■ **DATA FOR THIS TASK**
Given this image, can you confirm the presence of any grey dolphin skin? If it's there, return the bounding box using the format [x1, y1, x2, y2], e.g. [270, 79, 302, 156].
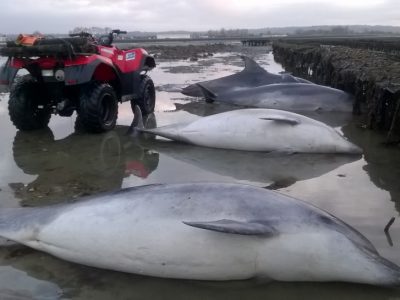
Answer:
[138, 139, 361, 189]
[0, 183, 400, 285]
[198, 83, 354, 112]
[181, 56, 311, 97]
[130, 106, 362, 154]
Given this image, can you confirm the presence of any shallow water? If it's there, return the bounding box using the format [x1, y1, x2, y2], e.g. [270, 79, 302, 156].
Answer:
[0, 48, 400, 299]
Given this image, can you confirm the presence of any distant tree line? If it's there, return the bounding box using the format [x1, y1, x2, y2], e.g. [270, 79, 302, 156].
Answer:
[294, 26, 355, 35]
[206, 28, 251, 38]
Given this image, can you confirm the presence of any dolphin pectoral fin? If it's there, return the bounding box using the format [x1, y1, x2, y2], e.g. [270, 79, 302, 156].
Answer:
[260, 116, 300, 126]
[197, 83, 218, 103]
[183, 219, 277, 237]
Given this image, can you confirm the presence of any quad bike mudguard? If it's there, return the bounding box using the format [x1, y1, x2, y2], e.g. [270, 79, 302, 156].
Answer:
[0, 59, 20, 86]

■ **WHAT YOU ARE ASKED TO DO**
Lay out the data from its first line through the line containing "[130, 106, 362, 154]", inclusive, as a Markdown table with the columns Row and Line, omitting blank lines and leaving out the pictures.

■ **COMPLETE RESPONSE**
| Row | Line |
|---|---|
| 1 | Given this image, can you confirm the presence of any grey dolphin skin? If it's there, return the bounding box using the format [x1, y1, x2, y2], e.g. [270, 79, 302, 156]. |
| 2 | Answer: |
| 3 | [138, 139, 361, 189] |
| 4 | [0, 183, 400, 285] |
| 5 | [198, 83, 354, 112] |
| 6 | [181, 56, 311, 97] |
| 7 | [130, 106, 362, 154] |